▸ Petunjuk: Lanjutkan berita di bawah tentang polemik pengadaan seragam olahraga di Simalungun, mulai setelah kalimat terakhir yang ditampilkan.

▸ Kutipan:
====================

Kuasa hukum menilai tuduhan yang diarahkan secara personal berpotensi melanggar Pasal 310 KUHP tentang pencemaran nama baik.
Simalungun|Simantab – Polemik pengadaan seragam olahraga bagi siswa SD dan SMP di Kabupaten Simalungun kian memanas. Aksi yang diduga bermuatan kepentingan ini menyeret nama pengusaha lokal, memunculkan somasi, dan menimbulkan perdebatan mengenai batas antara kritik publik dan pencemaran nama baik.
Mahasiswa yang berunjuk rasa menuding adanya praktik korupsi dalam proyek tersebut. Mereka mendesak Kejaksaan Negeri (Kejari) Simalungun segera mengusut kasus ini. Namun, aksi itu berbuntut panjang setelah nama dengan inisial SB disebut dalam orasi massa. Tuduhan bahwa ia adalah salah satu vendor proyek membuat pihak keluarga dan kuasa hukumnya angkat bicara.
Kuasa Hukum Luruskan Tuduhan
Pengacara dari Kantor Advokat dan Konsultan Hukum Rendi Associates, Rendi Aditia, menegaskan bahwa kliennya sama sekali tidak terlibat dalam pengadaan seragam. Pihaknya bahkan telah melayangkan somasi kepada pimpinan aksi berinisial AN.

====================

▸ Daftar Data:
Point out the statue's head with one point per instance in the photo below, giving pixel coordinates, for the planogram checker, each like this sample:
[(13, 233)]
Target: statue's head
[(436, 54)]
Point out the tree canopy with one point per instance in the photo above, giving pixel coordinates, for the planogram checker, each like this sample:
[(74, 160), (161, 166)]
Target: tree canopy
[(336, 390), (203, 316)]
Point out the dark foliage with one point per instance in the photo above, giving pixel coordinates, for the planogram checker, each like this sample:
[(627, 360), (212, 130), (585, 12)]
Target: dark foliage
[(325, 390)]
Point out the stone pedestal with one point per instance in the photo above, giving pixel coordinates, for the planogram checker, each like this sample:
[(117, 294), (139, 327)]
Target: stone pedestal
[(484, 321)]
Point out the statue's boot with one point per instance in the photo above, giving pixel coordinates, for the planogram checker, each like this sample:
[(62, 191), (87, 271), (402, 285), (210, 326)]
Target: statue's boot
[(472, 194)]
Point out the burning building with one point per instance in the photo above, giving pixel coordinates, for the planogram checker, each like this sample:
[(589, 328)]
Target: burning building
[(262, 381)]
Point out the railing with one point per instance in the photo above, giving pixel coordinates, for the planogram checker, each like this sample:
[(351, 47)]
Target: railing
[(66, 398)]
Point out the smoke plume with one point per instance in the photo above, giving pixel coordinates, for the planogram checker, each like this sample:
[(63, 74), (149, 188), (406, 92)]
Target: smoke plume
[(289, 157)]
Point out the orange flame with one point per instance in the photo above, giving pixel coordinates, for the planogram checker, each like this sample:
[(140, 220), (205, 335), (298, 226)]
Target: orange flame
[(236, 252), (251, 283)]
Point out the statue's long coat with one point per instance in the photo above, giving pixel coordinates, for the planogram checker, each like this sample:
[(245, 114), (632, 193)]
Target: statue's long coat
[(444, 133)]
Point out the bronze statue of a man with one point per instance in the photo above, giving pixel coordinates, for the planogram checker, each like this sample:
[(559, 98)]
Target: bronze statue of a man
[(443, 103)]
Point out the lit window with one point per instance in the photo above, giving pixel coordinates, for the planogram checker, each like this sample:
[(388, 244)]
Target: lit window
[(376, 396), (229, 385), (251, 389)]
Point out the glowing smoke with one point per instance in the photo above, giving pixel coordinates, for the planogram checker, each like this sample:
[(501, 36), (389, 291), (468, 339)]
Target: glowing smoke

====================

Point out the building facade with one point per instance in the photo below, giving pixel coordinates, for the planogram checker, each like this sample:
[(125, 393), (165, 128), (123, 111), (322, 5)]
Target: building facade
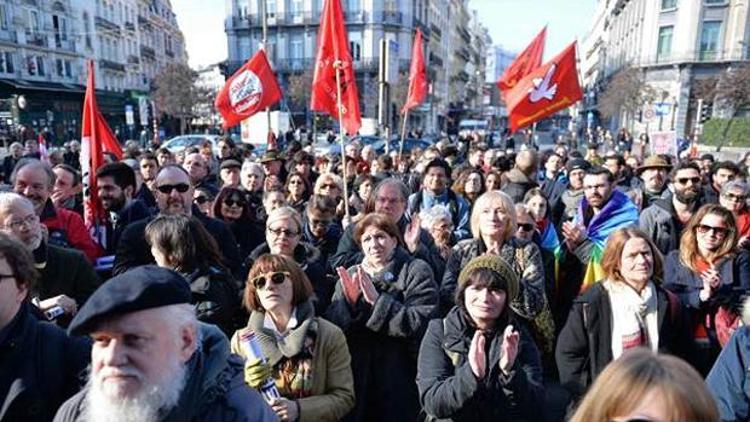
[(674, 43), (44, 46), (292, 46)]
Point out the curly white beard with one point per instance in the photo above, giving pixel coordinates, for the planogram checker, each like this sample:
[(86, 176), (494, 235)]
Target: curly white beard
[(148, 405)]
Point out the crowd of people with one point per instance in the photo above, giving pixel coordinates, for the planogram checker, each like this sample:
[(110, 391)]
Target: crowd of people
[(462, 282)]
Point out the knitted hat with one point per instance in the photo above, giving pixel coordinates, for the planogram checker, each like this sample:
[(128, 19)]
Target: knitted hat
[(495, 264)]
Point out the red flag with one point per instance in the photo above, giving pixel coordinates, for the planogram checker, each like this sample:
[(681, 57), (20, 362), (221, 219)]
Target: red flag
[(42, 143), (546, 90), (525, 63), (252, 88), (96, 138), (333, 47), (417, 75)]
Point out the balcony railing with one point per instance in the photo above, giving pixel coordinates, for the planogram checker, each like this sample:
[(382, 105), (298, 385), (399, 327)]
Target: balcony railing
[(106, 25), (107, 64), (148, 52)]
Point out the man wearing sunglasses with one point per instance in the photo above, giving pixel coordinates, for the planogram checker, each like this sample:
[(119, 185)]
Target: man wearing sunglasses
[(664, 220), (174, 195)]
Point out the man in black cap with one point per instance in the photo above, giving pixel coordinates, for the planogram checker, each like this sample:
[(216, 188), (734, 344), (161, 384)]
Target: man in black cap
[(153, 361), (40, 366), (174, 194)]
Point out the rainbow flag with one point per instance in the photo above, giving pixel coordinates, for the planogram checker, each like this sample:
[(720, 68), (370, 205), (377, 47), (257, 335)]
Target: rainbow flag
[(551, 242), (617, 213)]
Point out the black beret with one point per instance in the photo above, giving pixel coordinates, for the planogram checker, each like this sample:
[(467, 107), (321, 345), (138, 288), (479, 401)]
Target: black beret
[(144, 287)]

====================

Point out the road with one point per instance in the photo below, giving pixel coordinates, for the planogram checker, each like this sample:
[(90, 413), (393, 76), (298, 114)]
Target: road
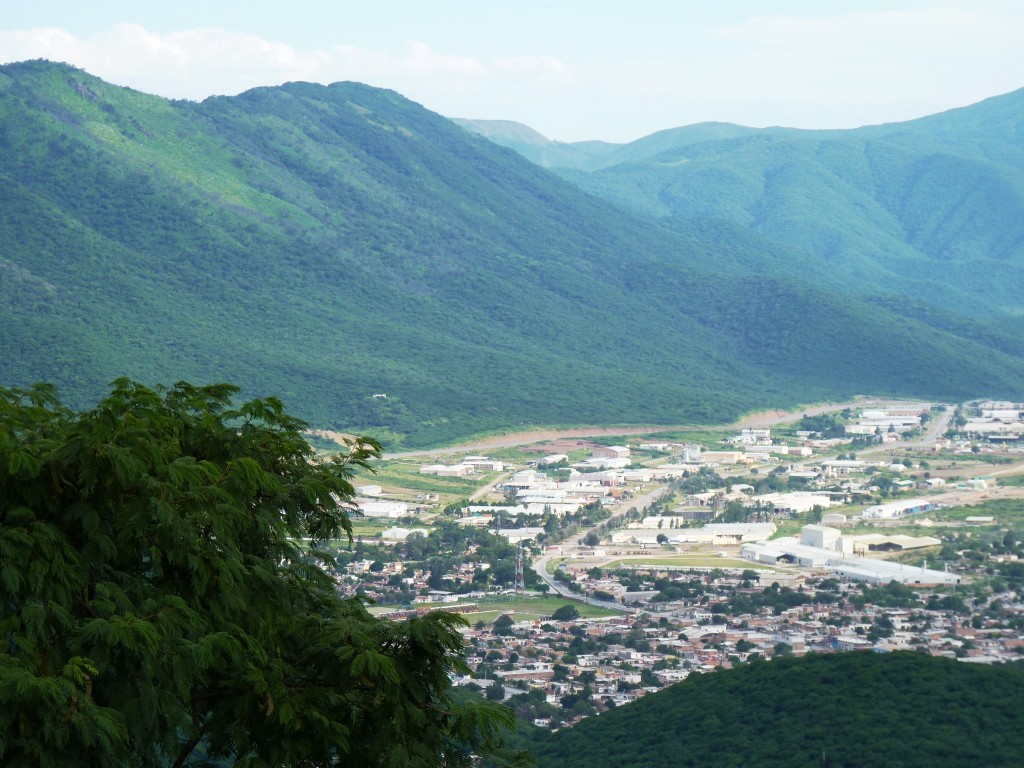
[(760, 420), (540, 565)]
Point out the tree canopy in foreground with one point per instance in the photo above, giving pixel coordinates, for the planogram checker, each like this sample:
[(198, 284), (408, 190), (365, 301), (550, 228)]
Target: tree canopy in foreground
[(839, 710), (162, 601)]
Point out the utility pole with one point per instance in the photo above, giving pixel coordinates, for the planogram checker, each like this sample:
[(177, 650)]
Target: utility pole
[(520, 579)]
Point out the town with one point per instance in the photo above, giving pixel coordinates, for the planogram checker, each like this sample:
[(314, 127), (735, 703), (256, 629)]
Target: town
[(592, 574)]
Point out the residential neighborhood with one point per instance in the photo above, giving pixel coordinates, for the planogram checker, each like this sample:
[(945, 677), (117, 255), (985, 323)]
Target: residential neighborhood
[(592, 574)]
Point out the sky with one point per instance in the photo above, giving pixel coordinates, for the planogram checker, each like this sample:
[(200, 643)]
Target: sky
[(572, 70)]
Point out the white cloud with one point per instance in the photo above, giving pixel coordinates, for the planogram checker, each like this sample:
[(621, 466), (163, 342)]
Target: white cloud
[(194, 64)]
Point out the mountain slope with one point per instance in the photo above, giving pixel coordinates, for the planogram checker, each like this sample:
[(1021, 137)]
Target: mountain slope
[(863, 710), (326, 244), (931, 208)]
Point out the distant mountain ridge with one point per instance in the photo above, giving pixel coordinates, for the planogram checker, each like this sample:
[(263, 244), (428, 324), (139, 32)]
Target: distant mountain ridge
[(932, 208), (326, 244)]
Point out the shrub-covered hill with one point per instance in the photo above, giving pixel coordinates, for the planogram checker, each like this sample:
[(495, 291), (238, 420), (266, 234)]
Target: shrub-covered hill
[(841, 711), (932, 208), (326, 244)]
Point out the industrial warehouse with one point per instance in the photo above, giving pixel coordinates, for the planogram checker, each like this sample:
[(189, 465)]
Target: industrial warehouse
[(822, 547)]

====================

▸ Jawaban Soal:
“Massa aksi kebablasan dan tidak menjaga harkat serta martabat orang lain. Klien kami tidak mengetahui pelaksanaan proyek pengadaan seragam olahraga SD dan SMP di Kabupaten Simalungun, apalagi bertindak sebagai vendor sebagaimana dituduhkan,” ujar Rendi, Selasa (16/9/2025).
Menurut Rendi, kliennya sudah berusaha meluruskan kesalahpahaman lewat komunikasi, termasuk melalui pesan WhatsApp. Namun, langkah itu justru dituding sebagai ancaman dan disebarkan ke media sosial.
“Melalui akun Facebook yang kami duga milik pimpinan aksi, muncul narasi seolah klien kami mengancam. Padahal, itu jelas upaya menjatuhkan harkat dan martabat klien kami di mata publik,” tambahnya.
Somasi dan Rencana Jalur Hukum
Kuasa hukum menilai tuduhan yang diarahkan secara personal berpotensi melanggar Pasal 310 KUHP tentang pencemaran nama baik. Mereka menyiapkan langkah hukum, mulai dari somasi hingga kemungkinan gugatan pidana.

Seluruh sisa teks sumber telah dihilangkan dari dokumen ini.